# WHAT THE TASK REQUIRES
Copy out the stretch from the start of the rows through the line containing "M 371 295 L", both ends included, with the requests. Multiply every coordinate in the answer outlines by 1.35 and round to whole numbers, halves up, and leave out the pictures.
--- Begin ---
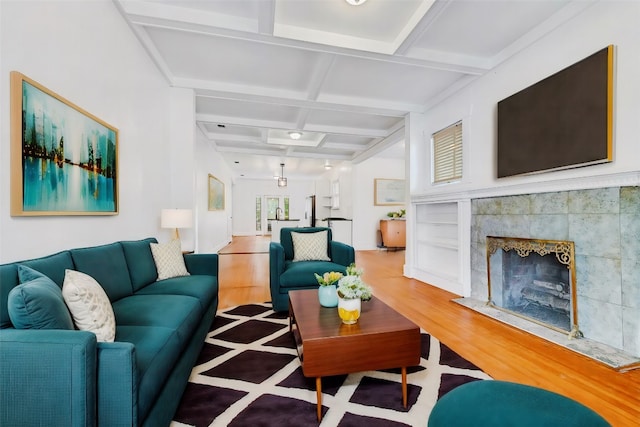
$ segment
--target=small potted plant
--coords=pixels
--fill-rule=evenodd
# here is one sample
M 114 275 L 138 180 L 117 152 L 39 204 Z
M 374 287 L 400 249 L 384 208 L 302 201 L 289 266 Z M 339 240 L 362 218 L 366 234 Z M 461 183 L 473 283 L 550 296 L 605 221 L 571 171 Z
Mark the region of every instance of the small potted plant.
M 323 307 L 336 307 L 338 305 L 338 293 L 336 284 L 342 278 L 342 273 L 338 271 L 330 271 L 320 276 L 314 273 L 318 281 L 318 300 Z
M 371 295 L 371 288 L 362 280 L 362 270 L 351 264 L 347 267 L 347 275 L 338 281 L 338 315 L 342 323 L 356 323 L 360 318 L 362 301 L 370 300 Z

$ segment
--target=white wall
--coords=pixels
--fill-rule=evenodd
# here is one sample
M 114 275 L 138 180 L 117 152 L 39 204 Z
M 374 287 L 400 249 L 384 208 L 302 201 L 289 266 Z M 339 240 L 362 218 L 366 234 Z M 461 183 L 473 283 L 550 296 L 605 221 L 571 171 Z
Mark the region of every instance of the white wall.
M 2 1 L 0 55 L 0 262 L 121 239 L 166 240 L 159 213 L 173 201 L 175 178 L 167 172 L 168 123 L 176 129 L 185 124 L 171 116 L 175 95 L 113 3 Z M 118 215 L 9 216 L 11 70 L 119 129 Z
M 535 43 L 480 77 L 424 114 L 422 141 L 411 145 L 411 198 L 415 203 L 462 202 L 459 248 L 468 251 L 469 199 L 504 194 L 527 194 L 598 186 L 640 184 L 640 2 L 601 1 L 555 28 Z M 592 53 L 615 46 L 614 160 L 608 164 L 530 176 L 496 178 L 497 102 L 556 73 Z M 463 120 L 464 179 L 461 183 L 434 186 L 430 180 L 429 137 Z M 622 177 L 620 177 L 622 176 Z M 410 219 L 411 220 L 411 219 Z M 417 234 L 415 221 L 407 224 L 408 238 Z M 415 231 L 414 231 L 415 230 Z M 419 260 L 413 245 L 407 246 L 405 272 L 411 277 Z M 465 271 L 470 254 L 461 252 Z M 458 289 L 468 289 L 468 274 L 460 276 Z M 423 279 L 421 279 L 423 280 Z M 444 282 L 429 280 L 450 289 Z M 463 293 L 464 291 L 452 290 Z
M 640 3 L 602 1 L 513 56 L 456 95 L 425 113 L 420 156 L 412 159 L 412 195 L 565 180 L 637 171 L 640 164 Z M 614 161 L 608 164 L 496 178 L 497 102 L 554 74 L 609 44 L 615 45 Z M 428 162 L 429 136 L 463 120 L 464 180 L 433 186 Z M 418 150 L 418 148 L 416 148 Z M 426 167 L 425 167 L 426 166 Z
M 380 220 L 404 206 L 374 206 L 376 178 L 404 179 L 404 159 L 374 157 L 353 166 L 353 247 L 373 250 L 377 247 Z
M 200 253 L 215 253 L 231 241 L 233 183 L 231 170 L 200 130 L 196 135 L 196 170 L 196 250 Z M 224 184 L 225 209 L 223 211 L 209 210 L 209 174 Z

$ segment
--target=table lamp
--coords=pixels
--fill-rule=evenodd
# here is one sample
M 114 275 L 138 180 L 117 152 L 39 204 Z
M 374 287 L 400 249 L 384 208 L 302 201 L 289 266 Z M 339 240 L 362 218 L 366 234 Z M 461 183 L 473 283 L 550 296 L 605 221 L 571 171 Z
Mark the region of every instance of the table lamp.
M 173 239 L 180 240 L 179 228 L 193 227 L 193 211 L 191 209 L 162 209 L 160 228 L 173 228 Z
--- End ---
# SOLUTION FOR THIS PROBLEM
$ segment
--target=small potted plant
--coords=pixels
--fill-rule=evenodd
# here is one sample
M 114 275 L 138 180 L 117 152 L 39 204 Z
M 374 287 L 400 249 L 384 208 L 302 201 L 289 266 Z M 339 240 L 362 218 L 366 234 Z M 461 183 L 473 283 L 550 296 L 605 221 L 571 171 Z
Mark the region of every instance of the small potted plant.
M 436 414 L 454 414 L 456 412 L 456 396 L 454 383 L 462 375 L 462 369 L 456 366 L 446 366 L 432 373 L 424 369 L 429 379 L 429 405 Z
M 501 398 L 501 389 L 489 378 L 489 365 L 474 356 L 468 360 L 468 371 L 456 379 L 456 425 L 462 436 L 481 436 L 486 429 L 489 406 L 500 405 Z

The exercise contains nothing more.